GIVEN INSTRUCTION — Copy the entries below word for word, without the pictures.

DATA SUPPLIED —
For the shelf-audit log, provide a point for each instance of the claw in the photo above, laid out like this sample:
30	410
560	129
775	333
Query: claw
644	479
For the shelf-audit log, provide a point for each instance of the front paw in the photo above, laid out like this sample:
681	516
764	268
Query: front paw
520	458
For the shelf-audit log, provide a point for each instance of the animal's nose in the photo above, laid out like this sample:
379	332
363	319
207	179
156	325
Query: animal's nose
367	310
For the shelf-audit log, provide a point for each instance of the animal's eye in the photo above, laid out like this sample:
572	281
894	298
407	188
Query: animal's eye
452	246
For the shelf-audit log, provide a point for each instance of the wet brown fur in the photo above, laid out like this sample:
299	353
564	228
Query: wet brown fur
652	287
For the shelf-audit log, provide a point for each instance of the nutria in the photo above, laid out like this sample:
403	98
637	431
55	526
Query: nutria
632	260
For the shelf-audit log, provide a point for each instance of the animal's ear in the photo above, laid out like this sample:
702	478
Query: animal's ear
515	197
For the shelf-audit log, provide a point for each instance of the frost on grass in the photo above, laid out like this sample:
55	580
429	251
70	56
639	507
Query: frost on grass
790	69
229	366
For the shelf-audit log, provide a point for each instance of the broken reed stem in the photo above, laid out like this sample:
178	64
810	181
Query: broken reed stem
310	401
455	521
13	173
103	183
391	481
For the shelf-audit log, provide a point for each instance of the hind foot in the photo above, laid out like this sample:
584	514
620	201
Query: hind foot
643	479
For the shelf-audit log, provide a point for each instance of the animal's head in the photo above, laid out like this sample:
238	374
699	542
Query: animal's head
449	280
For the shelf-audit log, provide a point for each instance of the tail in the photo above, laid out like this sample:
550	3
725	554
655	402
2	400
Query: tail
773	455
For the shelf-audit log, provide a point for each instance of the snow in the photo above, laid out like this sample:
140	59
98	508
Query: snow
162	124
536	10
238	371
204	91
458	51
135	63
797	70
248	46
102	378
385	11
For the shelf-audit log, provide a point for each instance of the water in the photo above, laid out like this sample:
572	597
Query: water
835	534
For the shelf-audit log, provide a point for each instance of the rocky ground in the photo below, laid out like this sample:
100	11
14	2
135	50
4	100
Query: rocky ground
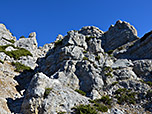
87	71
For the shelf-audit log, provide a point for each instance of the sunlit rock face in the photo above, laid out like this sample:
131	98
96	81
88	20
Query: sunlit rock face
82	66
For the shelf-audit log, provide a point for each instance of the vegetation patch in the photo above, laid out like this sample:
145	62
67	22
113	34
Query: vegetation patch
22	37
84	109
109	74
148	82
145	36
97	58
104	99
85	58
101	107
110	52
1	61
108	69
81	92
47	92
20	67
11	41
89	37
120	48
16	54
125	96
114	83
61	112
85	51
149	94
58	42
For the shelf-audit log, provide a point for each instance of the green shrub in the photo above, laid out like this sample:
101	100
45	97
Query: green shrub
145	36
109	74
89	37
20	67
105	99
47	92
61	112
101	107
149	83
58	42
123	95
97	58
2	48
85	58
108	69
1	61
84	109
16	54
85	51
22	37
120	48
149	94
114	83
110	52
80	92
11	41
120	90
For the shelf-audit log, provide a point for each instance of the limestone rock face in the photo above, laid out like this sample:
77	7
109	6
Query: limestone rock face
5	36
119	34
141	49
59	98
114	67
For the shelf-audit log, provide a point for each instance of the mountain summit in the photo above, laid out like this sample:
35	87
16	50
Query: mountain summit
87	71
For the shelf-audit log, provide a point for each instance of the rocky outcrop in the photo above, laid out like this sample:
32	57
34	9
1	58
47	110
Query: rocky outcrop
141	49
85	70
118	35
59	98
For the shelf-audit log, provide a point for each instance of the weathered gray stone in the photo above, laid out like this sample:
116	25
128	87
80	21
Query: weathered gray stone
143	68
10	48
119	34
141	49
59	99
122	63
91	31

SOLUTION TO THIS EXERCISE —
For the shelf-audit log, provide a point for each instance of the claw in the photo above, laid out like this sample:
30	410
560	129
775	333
Query: claw
644	479
For the shelf-audit log, provide a point for each instance of the front paw in the photo above, laid out like this sample:
681	516
764	268
Query: front paw
520	458
For the shelf-audit log, provide a point for each instance of the animal's nose in the photo above, laid out like this sample:
379	332
363	319
207	179
156	325
Query: animal's nose
367	310
For the shelf-audit log, provide a point for each instance of the animal's eye in the photo above, laid out like this sample:
572	281
894	298
407	188
Query: animal's eye
452	246
For the shelf-audit log, provide a point for each instance of the wet brown fur in the photo above, laid out like this sample:
299	353
564	228
Query: wet brown fur
652	287
For the shelf-audit log, provide a point for each instance of the nutria in the photo above, laid out like this sample:
403	98
637	431
55	526
Query: nutria
632	260
For the shelf-audit log, provide a point for each instance of the animal's ear in the photo above, laid out like this sample:
702	478
Query: animal's ear
515	197
For the shelf-audit log, provide a point for each instance of the frost on grass in the photo above, laid out like this sample:
55	580
429	251
70	56
639	507
Query: frost on grass
790	69
229	366
For the shelf-audit log, provide a point for each instance of the broken reed stem in the photo above, laid out like this sample:
178	64
810	181
Query: broken reed stem
310	401
455	521
13	173
103	183
391	481
For the shelf-audit log, provide a point for each instance of the hind foot in the photo above, laid out like this sample:
584	514
620	201
Query: hind foot
643	479
For the shelf-audit log, provide a point for each instance of the animal's head in the photo above, laid out like this sample:
238	374
699	542
Query: animal's head
449	280
For the shelf-audit log, provide a point for each instance of the tail in the photo above, laid out like this sample:
550	3
725	554
655	402
2	400
Query: tail
773	455
For the shelf-audit log, provide a point for each instance of the snow in the photo above, laid out like this sample:
140	59
98	508
Query: snow
162	124
536	10
238	371
204	91
458	51
135	63
797	70
248	46
102	378
385	11
For the shelf-audit log, provide a point for each instance of the water in the photo above, laid out like this sample:
572	597
Query: water
835	534
For the shelf-audit log, provide a point for each instance of the rocky ground in the photo below, laid out like this sample:
100	11
14	2
135	50
4	100
Query: rocky ground
87	71
For the shelf-audit log, provide a point for each instance of the sunlit rock face in the photo above, laid out like this sample:
131	98
96	81
88	20
Query: sunlit rock face
82	66
For the shelf-audit log, provide a point for each instance of the vegetation patch in the photo above, laid out like this sample:
145	62
67	22
113	34
Query: vegetation patch
22	37
84	109
109	74
148	82
145	36
97	58
104	99
85	58
101	107
110	52
1	61
108	69
81	92
47	92
20	67
11	41
89	37
120	48
16	54
125	96
114	83
61	112
85	51
149	94
58	42
For the shelf-audit log, provide a point for each instance of the green shrub in the photo above, laid out like this sample:
101	100
45	97
Query: green shrub
145	36
109	74
89	37
20	67
105	99
47	92
61	112
101	107
149	83
58	42
123	95
97	58
2	48
85	58
108	69
1	61
84	109
16	54
85	51
22	37
120	48
149	94
114	83
110	52
80	92
11	41
120	90
For the shelf-audit log, provide a point for each instance of the limestone rock face in the photo above, laid out like this sample:
77	7
109	6
Query: limestone rock face
5	36
119	34
141	49
59	98
114	67
For the shelf-audit log, provide a point for each instance of the mountain summit in the photo above, laid out like this sample:
35	87
16	50
Query: mountain summit
87	71
For the shelf-audit log, provide a point for each instance of the rocky outcrop in the photo above, laid out like this sample:
32	57
34	9
1	58
47	110
Query: rocky outcrop
141	49
85	70
118	35
59	98
For the shelf-audit log, provide a point for each instance of the weathered gray stone in the photo above, laid out like this sample:
116	25
128	87
80	21
Query: weathered gray stone
143	68
10	48
119	34
141	49
59	99
122	63
91	31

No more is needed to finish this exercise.